Page:
Friday, July 30, 2010

Blackout.

I wish I knew how to keep a conversation going.
I wish I knew everything about you.
I wish I could be perfect.
I wish I had a normal, happy family.
I wish I could keep you happy.
I wish I could always have a smile on.
I wish I could change my past.
I wish I could make you see that you're not pathetic.
I wish I could always be with you.


The list goes on. Those were just on the top of my head. I just want to be perfect, for you.

Tuesday, July 27, 2010

A British surprise in the countryside.

The sun beams down on the trail. You're walking along taking pictures of the beautiful English countryside. You're parents finally let you go to England to study. Something they swore that they'd never let you do. But, you. You're there. Roaming around an open field.

A breeze brushes over the grass. Your dress sways slightly. You grab your hat, thinking it'll fly away. You lay down in the middle of the field. The clouds seem closer here. Bigger, fluffier. The kind you imagined laying in when you were little. You take a deep breath. You wish you had a lover. Someone that'd tell you a story while you laid in the grass. You sigh and sit up. You look behind you. A storms coming in. And fast.

You're walking back to your car when you see an abandoned house. The kind you would imagine in a fairytale. A wooden fence wraps around the house, and flowers are everywhere. Ivy climes up the side of the house, up to the second floor. The home is made of red brick, and the windows white. You smile. The house, it's so... quaint. You walk through the gate, a little bell dings. You decide that you'll stay here till the storm passes.

Once inside, you notice that the house is well, full of furniture, you set your bag on a table. Should you leave? Someone must live here. But, the house, it seems empty. You decide to stay. You walk to the back of the house, a little library meets you, a big empty chair begging for you to sit in it. You look through the books, you see one of your favorites, Pride and Prejudice. You start reading it and walk over to the chair. You sit and read for hours.

Provided material:
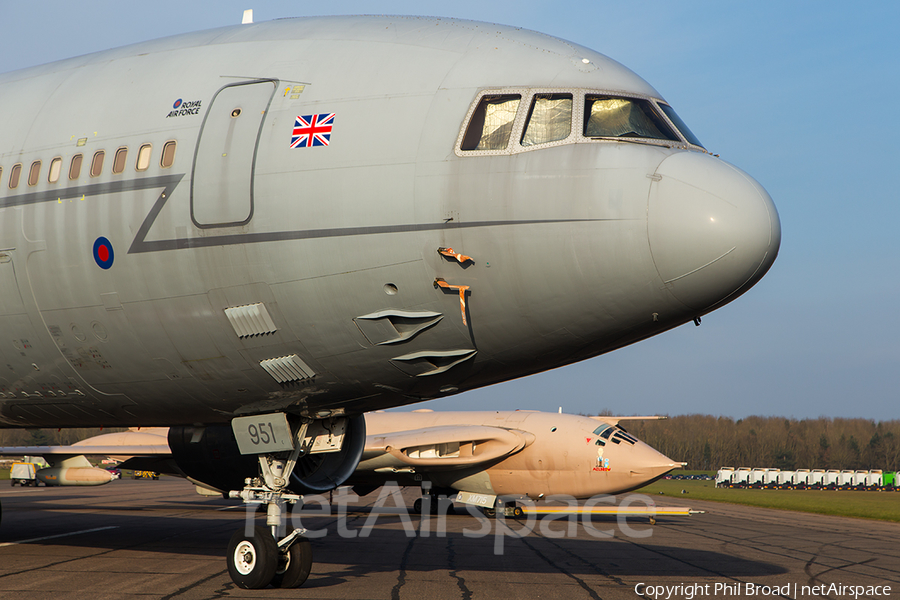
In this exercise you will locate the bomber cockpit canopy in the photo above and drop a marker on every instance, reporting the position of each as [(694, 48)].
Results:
[(514, 120)]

The task:
From the blog page, write out the passage starting with "I wish I could be" and going on through "change my past.", word for word.

Answer to the exercise:
I wish I could be perfect.
I wish I had a normal, happy family.
I wish I could keep you happy.
I wish I could always have a smile on.
I wish I could change my past.